#### SOURCE TEXT

Science journal recognised the research achievement of the ICDDR,B and Washington University, USA, on gut microbes to combat malnutrition as one of the runners-up in the collection of ten biggest scientific breakthroughs of 2019.
The research on the relation between malnutrition and microorganisms, especially the bacteria, living in our intestine revealed that malnutrition even in well-fed children may hamper brain and body development.
According to the World Health Organisation data, globally 1.7 crore out of 4.9 crore children under five years are affected by wasting or gaining low weight in its severe form in 2018.
Researchers said children suffering from malnutrition often fail to grow up properly even after receiving enough to eat.
As a result, their brains do not develop properly and they remain susceptible to diseases for many years after.
Scientists from the ICDDR,B and Washington University believe that this could be the cause of poor growth — and not all foods are equally effective in solving the problem.
Together, they studied the main types of bacteria presence in the healthy guts of children. They also tested which sets of foods boost these important bacterial communities in animal models.
In a recently concluded trial involving 68 malnourished children aged 12-18 months living in Mirpur, Dhaka, the research team tested out the children’s diet habits.
They investigated the impact of diets on the gut microbiota, and how members of microbiota that are beneficial are affected positively.
Another key outcome of this study was to see the effect of diets on proteins produced in the body of the children.
Consequently, two articles were published in the Science in July 2019.
ICDDR,B Nutrition and Clinical Services senior director Tahmeed Ahmed and Washington University professor Jeffrey Gordon have been leading this research since 2014.
Prof Gordon said the aim had been ‘to target microbes to heal. Microbes don’t see bananas or peanuts — they just see a blend of nutrients they can use and share.’

########
#### SOURCE INFORMATION

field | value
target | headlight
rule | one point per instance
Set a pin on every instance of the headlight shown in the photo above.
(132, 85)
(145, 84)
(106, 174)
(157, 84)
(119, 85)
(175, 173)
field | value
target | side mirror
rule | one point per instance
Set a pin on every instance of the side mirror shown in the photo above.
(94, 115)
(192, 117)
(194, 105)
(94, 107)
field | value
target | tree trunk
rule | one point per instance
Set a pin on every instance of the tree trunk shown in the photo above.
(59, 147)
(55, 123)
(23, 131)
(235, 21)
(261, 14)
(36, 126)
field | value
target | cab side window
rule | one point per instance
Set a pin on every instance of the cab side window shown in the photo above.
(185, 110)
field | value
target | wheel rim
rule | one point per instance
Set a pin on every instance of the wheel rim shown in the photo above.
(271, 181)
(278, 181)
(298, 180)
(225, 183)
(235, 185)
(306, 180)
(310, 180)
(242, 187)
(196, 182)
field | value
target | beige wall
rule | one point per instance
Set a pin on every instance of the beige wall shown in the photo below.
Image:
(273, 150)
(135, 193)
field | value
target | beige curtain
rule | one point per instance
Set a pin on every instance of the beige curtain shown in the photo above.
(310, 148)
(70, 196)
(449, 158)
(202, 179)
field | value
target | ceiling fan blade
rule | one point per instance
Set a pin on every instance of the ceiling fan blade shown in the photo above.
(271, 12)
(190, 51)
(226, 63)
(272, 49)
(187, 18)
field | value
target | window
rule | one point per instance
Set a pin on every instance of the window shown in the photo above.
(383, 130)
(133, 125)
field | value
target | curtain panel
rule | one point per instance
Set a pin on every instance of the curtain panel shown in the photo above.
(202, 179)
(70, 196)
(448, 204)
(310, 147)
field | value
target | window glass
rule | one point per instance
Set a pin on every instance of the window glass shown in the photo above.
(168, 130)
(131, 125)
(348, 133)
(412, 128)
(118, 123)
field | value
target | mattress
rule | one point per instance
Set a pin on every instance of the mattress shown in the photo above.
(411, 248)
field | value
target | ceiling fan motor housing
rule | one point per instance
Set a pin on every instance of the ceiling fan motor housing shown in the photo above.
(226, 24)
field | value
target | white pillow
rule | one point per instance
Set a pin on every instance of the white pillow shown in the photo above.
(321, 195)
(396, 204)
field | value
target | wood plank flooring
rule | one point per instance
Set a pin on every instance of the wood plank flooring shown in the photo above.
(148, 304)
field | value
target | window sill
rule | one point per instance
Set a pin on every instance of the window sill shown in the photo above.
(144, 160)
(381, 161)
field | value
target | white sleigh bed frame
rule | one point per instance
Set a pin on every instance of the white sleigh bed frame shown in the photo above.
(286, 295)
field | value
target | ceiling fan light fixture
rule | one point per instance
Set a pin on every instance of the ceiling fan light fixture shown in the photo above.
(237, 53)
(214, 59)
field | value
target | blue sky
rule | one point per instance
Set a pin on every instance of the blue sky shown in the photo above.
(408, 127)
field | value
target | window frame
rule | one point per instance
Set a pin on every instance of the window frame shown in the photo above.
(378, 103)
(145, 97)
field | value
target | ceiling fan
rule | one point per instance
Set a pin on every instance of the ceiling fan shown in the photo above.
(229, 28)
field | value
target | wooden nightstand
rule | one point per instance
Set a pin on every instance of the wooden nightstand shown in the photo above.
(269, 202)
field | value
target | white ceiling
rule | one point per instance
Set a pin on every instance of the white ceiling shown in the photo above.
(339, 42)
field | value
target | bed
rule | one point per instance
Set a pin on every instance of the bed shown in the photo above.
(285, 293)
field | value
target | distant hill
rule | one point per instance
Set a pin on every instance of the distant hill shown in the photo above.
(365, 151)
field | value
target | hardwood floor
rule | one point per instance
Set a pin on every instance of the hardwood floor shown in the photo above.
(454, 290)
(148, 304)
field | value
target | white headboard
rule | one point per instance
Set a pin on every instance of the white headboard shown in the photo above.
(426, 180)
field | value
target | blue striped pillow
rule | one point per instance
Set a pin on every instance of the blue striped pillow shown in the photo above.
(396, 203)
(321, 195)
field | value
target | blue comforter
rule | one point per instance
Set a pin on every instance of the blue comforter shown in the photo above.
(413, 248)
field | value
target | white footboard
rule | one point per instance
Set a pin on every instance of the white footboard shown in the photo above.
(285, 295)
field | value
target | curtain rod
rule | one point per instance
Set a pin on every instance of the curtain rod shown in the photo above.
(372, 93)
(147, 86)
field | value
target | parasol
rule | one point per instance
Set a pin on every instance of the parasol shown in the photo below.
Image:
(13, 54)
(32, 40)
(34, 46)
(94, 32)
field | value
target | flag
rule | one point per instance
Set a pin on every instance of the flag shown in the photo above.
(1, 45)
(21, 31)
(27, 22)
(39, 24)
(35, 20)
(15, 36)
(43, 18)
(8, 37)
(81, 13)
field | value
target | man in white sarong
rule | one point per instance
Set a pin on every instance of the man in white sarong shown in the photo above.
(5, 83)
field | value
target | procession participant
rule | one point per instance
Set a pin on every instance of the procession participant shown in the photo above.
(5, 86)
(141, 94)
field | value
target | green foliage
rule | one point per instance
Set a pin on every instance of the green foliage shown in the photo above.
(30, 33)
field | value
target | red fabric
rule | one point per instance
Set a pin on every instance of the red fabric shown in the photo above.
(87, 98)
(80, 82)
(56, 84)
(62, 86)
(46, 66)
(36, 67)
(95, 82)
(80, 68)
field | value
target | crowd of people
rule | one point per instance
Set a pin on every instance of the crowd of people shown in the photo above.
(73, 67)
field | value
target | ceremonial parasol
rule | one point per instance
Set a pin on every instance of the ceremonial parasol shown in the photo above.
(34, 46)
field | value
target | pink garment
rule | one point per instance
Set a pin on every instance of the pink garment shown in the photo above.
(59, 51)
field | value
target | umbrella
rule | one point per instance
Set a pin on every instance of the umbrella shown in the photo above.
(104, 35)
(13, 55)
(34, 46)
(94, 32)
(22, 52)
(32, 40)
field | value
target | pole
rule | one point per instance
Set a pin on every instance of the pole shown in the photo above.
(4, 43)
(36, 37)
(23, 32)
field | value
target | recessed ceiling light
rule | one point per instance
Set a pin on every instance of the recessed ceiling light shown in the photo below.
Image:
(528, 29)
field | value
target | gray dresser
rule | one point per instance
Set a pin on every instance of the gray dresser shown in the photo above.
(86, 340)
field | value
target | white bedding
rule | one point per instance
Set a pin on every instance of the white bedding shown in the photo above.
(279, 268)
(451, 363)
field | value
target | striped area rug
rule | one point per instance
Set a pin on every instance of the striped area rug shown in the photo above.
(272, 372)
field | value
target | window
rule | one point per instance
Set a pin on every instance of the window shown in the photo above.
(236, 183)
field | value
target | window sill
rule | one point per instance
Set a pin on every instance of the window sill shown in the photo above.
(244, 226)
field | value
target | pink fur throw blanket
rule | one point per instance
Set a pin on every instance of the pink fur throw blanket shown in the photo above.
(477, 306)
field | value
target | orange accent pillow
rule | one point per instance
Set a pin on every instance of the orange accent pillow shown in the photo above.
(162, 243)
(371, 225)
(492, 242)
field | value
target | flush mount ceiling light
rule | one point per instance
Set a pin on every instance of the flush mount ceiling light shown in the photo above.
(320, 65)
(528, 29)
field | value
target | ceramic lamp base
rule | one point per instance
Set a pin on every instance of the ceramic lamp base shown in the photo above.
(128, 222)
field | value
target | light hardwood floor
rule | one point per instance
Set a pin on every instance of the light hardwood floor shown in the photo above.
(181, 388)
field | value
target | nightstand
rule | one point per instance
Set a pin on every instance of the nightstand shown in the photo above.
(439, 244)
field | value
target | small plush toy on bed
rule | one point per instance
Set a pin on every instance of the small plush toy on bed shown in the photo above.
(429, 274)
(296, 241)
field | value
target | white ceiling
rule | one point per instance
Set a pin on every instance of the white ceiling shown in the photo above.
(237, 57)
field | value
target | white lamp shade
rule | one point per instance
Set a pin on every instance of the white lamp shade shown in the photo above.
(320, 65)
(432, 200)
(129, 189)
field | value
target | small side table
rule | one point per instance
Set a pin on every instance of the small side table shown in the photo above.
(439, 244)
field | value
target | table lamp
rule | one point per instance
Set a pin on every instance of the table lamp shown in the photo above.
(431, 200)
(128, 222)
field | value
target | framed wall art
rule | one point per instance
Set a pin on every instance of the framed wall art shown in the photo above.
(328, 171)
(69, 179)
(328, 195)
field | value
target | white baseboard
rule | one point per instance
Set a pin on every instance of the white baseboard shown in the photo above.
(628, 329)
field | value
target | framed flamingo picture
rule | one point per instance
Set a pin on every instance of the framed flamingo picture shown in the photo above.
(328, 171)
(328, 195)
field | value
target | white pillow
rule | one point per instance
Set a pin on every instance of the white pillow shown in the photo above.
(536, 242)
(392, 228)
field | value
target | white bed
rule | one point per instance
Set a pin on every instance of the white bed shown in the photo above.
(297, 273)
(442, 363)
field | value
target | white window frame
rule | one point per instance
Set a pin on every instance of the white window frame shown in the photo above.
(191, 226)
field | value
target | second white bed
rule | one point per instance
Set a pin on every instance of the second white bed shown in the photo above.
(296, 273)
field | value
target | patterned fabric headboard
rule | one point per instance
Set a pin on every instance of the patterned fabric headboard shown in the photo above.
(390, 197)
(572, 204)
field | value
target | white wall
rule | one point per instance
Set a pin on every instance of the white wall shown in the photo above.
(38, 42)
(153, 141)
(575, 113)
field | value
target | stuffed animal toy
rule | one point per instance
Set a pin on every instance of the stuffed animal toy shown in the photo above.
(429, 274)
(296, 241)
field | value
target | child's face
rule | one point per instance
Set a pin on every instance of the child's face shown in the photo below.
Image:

########

TASK STATEMENT:
Answer these questions from the article on gut microbes and malnutrition:
(a) How many malnourished children took part in the recently concluded trial, and where did they live?
(b) In what month and year were the two articles published in Science?
(c) Since what year have Tahmeed Ahmed and Jeffrey Gordon been leading the research?

WORKED SOLUTION:
(a) 68 children, aged 12-18 months, living in Mirpur, Dhaka.
(b) July 2019.
(c) Since 2014.